**THE DATA:**
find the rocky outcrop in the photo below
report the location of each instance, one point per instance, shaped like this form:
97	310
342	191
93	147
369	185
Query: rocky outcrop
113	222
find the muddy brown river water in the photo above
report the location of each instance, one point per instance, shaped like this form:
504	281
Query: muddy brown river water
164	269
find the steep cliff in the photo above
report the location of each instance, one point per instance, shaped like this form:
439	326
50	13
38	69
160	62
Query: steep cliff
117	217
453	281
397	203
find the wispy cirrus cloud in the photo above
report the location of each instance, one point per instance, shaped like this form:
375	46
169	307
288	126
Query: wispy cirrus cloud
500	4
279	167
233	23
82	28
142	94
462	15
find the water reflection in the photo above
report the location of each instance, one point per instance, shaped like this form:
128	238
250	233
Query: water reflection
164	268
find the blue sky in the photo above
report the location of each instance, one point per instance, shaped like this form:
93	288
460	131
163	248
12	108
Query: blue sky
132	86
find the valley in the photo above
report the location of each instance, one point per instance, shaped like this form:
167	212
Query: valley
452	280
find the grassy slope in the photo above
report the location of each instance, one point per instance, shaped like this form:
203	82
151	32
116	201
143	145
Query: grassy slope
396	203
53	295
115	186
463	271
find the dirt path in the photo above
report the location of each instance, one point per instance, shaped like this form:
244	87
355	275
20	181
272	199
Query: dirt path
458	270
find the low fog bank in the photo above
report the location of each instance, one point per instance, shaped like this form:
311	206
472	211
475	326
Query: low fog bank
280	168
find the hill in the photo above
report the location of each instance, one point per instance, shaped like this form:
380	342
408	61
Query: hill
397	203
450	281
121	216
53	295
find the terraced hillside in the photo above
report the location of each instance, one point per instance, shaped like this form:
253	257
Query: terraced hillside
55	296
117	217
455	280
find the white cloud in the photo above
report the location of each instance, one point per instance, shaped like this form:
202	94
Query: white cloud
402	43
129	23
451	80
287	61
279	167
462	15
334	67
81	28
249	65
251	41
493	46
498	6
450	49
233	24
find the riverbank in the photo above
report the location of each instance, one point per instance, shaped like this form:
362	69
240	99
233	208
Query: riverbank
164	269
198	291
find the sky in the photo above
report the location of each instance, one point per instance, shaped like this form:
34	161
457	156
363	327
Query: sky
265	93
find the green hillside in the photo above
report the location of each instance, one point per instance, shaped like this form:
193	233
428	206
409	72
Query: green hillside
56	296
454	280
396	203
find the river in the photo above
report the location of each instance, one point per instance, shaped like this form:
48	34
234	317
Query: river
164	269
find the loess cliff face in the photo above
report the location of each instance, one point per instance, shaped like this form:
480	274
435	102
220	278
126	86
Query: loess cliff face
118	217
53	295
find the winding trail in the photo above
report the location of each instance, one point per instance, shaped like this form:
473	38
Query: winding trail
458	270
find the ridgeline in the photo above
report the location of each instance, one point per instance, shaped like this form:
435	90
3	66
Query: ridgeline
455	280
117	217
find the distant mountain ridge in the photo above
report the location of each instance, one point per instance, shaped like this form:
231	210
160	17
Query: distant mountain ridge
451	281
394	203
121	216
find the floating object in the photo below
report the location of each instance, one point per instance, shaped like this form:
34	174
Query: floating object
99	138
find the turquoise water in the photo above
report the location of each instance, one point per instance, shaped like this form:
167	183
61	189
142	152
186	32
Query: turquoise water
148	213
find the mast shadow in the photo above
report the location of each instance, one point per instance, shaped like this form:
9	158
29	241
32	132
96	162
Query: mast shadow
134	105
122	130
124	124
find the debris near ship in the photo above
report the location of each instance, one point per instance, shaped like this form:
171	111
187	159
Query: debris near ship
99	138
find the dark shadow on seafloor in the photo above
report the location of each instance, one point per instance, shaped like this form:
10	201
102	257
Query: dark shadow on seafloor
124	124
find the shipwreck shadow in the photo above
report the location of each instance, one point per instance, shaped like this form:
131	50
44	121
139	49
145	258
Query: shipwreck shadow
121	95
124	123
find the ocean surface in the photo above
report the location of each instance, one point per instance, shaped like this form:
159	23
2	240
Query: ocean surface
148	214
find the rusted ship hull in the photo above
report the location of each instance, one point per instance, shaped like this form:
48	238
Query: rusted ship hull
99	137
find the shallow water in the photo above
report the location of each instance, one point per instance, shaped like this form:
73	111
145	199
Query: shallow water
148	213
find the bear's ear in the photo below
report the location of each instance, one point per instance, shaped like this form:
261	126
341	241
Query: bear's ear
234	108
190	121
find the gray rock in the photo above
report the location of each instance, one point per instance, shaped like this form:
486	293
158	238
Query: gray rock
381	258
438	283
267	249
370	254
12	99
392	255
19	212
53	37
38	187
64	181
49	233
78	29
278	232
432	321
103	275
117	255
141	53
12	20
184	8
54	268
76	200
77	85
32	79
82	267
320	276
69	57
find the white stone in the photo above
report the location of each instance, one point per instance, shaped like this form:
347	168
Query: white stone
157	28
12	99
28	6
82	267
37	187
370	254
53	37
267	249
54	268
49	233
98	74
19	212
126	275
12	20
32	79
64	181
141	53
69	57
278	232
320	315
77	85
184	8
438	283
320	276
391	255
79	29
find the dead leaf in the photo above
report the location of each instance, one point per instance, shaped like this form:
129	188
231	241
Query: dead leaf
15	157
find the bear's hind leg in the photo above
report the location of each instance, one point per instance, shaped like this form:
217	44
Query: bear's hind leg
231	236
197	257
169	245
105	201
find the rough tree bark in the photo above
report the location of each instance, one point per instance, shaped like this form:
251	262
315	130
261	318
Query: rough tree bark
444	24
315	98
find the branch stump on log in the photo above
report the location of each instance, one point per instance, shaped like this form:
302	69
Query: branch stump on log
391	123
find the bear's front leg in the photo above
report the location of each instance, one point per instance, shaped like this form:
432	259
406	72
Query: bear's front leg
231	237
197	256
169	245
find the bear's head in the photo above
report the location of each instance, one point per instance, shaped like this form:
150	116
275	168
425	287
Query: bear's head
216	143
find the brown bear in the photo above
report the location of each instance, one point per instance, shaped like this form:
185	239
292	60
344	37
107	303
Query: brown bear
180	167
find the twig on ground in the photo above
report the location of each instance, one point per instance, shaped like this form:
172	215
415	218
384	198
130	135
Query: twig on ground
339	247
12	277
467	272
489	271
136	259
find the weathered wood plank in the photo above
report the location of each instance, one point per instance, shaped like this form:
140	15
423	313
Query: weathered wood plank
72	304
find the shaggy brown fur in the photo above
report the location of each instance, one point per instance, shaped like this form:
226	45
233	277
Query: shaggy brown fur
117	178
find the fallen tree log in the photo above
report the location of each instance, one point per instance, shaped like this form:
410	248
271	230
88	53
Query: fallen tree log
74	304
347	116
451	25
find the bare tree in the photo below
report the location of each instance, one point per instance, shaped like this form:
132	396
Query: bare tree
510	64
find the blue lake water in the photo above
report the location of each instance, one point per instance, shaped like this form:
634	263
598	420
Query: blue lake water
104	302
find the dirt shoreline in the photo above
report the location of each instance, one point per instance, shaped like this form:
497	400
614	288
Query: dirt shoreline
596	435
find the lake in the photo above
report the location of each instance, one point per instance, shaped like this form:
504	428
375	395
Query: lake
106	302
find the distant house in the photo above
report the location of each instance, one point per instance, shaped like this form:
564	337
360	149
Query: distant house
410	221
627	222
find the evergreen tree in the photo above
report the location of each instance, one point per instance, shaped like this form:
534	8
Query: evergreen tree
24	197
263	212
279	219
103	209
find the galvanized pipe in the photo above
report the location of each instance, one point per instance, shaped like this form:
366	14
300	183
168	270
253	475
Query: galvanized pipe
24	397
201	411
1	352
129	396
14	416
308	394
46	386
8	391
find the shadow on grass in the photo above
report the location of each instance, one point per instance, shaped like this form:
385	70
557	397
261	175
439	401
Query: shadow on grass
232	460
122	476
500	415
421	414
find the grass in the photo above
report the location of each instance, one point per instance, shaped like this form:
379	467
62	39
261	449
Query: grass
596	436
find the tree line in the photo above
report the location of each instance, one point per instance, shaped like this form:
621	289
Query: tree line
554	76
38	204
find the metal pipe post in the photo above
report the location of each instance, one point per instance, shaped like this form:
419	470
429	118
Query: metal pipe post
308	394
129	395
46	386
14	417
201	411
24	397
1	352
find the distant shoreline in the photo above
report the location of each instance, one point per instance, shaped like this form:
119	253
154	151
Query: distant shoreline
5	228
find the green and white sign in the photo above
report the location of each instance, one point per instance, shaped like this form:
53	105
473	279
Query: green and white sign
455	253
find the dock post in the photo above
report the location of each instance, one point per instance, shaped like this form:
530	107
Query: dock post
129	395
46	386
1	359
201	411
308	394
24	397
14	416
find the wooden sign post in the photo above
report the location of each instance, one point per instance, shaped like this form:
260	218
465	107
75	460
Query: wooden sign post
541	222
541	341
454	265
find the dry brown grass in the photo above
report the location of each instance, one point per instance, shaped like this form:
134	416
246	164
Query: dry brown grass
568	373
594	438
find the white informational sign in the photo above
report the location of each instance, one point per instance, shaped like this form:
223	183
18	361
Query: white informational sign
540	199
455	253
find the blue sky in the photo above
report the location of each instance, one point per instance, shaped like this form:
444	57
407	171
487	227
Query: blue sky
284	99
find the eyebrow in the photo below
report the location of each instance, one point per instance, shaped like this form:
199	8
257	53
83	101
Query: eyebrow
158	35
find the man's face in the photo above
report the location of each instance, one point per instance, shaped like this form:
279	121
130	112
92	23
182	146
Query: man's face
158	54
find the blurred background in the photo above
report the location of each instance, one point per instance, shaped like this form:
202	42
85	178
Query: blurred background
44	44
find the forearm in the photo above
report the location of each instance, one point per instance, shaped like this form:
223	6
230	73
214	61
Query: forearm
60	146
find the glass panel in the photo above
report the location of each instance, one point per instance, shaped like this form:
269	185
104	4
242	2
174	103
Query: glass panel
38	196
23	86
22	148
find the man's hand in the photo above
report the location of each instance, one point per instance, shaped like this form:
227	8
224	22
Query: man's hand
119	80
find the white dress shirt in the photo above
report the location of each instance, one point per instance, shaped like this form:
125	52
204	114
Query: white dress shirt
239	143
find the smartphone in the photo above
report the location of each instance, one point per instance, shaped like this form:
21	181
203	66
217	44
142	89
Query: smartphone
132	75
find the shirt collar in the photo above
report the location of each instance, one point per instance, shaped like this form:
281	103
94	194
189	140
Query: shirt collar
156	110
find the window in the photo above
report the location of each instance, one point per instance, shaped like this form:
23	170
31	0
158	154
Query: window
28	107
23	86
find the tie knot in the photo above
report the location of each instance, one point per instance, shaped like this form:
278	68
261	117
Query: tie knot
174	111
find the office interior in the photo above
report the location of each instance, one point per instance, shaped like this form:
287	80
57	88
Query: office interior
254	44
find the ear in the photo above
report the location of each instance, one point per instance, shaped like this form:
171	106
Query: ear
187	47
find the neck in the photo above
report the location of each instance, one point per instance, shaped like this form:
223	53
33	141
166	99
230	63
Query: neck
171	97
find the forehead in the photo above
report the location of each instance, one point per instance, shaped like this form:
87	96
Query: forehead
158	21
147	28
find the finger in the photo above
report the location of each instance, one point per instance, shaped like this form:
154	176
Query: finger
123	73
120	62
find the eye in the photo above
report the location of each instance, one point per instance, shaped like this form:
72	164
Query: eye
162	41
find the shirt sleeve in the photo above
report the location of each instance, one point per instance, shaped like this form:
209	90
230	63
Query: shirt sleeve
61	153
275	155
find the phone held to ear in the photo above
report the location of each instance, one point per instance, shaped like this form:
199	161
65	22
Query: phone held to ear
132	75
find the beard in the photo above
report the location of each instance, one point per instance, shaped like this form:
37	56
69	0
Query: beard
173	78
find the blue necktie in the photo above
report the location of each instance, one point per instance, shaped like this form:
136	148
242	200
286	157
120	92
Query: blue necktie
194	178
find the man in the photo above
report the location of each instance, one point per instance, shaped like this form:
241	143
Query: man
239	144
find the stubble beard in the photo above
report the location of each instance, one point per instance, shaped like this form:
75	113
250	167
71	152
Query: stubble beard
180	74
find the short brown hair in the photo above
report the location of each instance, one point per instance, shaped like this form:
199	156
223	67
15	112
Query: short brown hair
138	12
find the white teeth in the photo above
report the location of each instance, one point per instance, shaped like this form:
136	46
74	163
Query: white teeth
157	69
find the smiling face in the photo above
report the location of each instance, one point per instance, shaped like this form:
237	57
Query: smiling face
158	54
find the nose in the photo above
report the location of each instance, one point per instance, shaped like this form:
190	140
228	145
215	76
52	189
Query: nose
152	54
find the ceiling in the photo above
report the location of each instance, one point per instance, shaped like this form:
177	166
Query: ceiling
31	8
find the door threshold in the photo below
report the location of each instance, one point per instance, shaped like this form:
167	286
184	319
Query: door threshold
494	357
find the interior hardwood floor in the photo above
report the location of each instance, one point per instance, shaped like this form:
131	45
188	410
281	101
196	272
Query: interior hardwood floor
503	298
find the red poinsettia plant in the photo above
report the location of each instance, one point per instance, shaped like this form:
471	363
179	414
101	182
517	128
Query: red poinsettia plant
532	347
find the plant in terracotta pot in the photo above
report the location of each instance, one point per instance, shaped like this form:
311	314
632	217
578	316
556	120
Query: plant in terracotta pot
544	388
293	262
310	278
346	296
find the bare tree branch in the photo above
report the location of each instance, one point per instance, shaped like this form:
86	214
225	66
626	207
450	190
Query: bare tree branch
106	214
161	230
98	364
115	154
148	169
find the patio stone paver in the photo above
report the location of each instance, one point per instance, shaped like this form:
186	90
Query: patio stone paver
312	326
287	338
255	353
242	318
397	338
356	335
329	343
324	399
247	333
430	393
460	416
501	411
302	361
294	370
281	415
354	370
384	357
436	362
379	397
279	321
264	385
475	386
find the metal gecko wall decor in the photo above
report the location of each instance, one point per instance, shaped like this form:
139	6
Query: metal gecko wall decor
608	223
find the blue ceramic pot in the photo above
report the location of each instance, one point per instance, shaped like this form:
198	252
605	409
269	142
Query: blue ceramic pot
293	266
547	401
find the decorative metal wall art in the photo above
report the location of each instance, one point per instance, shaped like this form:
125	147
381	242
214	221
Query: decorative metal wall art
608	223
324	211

**WHAT IS NEEDED:**
Go line by line through the material above and return each one that includes "below".

**ANSWER TO THIS PROBLEM:**
find the rocky outcrop in the photo below
find the floating object in the photo below
find the bear's ear in the photo below
find the bare tree in the photo below
find the eyebrow in the photo below
find the door threshold in the photo below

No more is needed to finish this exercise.